## Text
—————

The fundamental flaw of the YAB structure is that broad, universal schemes for young people are not provided for.

Currently in Essex, 'universal schemes' range from drop-in centres to the Duke of Edinburgh Award, and incorporate areas such as complimentary and alternative education, Prince's Trust, and much more. Under the Youth Advisory Board structure, funding for these services would not be guaranteed, and even if some of these services received funding, the eventual provision would be patchy and dependent on which district a young person lives in.

Whilst targeted youth services are no doubt important, and make a big difference, a real youth service must provide to every single young person in its area to be a truly legitimate and effective one. The only way to ensure this is to ensure centrally-provided youth workers who are able to maintain a consistent quality of service to young people across the county.

Now the Youth Advisory Board system is not without merit. In fact, I think that if our own Youth Strategy Groups were reformed to look and act more like the YABs then targeted youth provision, engagement in local communities, and so forth, would be much more effective.

I made a point of seeking out young people at the Youth Summit who had experience of the Norfolk Youth Service both before and after its reorganisation. One of them, Chloe Donovan, told me that the YABs have definitely had a positive impact, by encouraging youth projects to think hard about impact, cost-effectiveness, quality of service, and self-funding. She adds that they are doing 'the very best they can' with the budgets they have available.

But Chloe also said, utterly clearly, that the overall quality and range of the youth service these days was 'worse' than before.

By all means, we should look to the YABs to inspire the Youth Strategy Groups to take more action. Partnered with youth councils and given more funding, they would be able to have a much greater impact on ensuring quality services on a district-by-district basis.

But dispensing with central youth services entirely, in favour of Norfolk's model, will leave the Essex Youth Service patchy. And most importantly, it will let down young people - the young people that it exists to serve.

Thursday, 7 November 2013

Q&A with Cllr Ray Gooding

By Jack Swan

Last Thursday was definitely a big day in the fight against the youth service cuts!

—————

## Information supplied
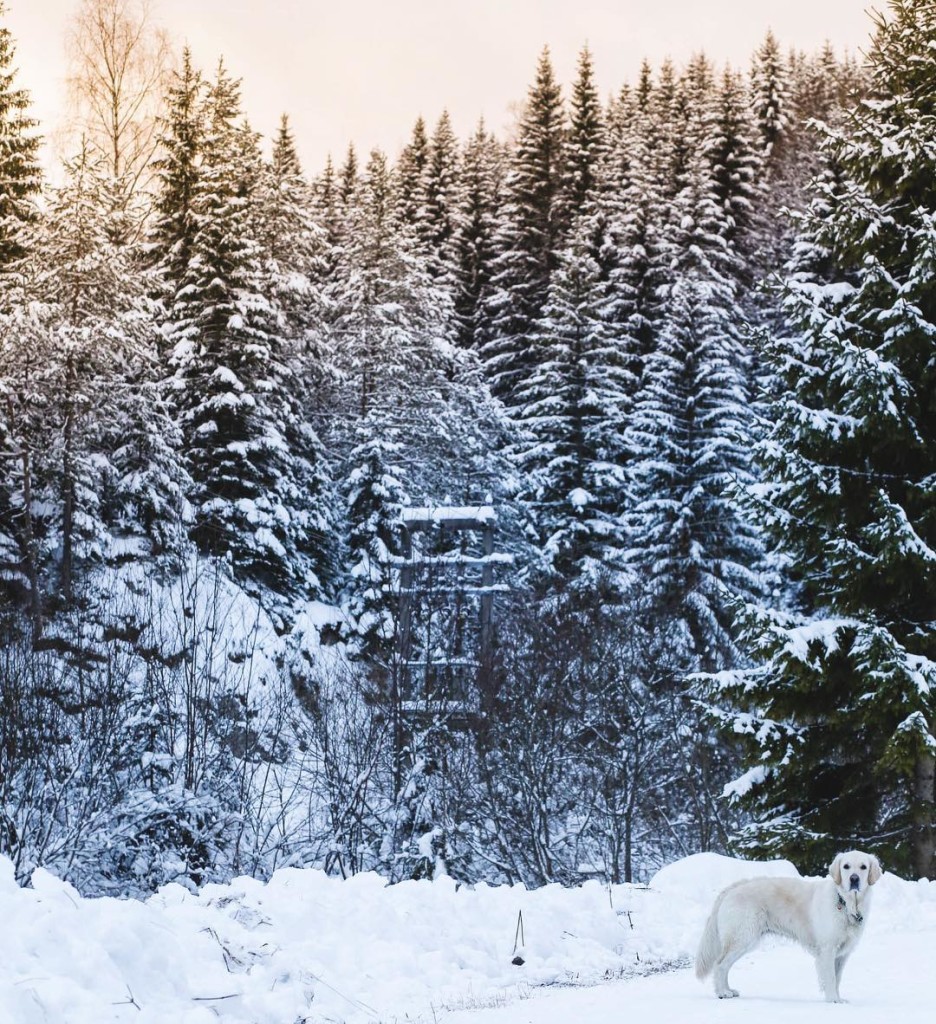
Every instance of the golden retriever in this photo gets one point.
(825, 915)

—————

## Prompt
In the text on the Youth Advisory Board structure, how did Chloe Donovan describe the overall quality and range of the youth service these days compared with before?

## Solution for this task
She said it was "worse" than before.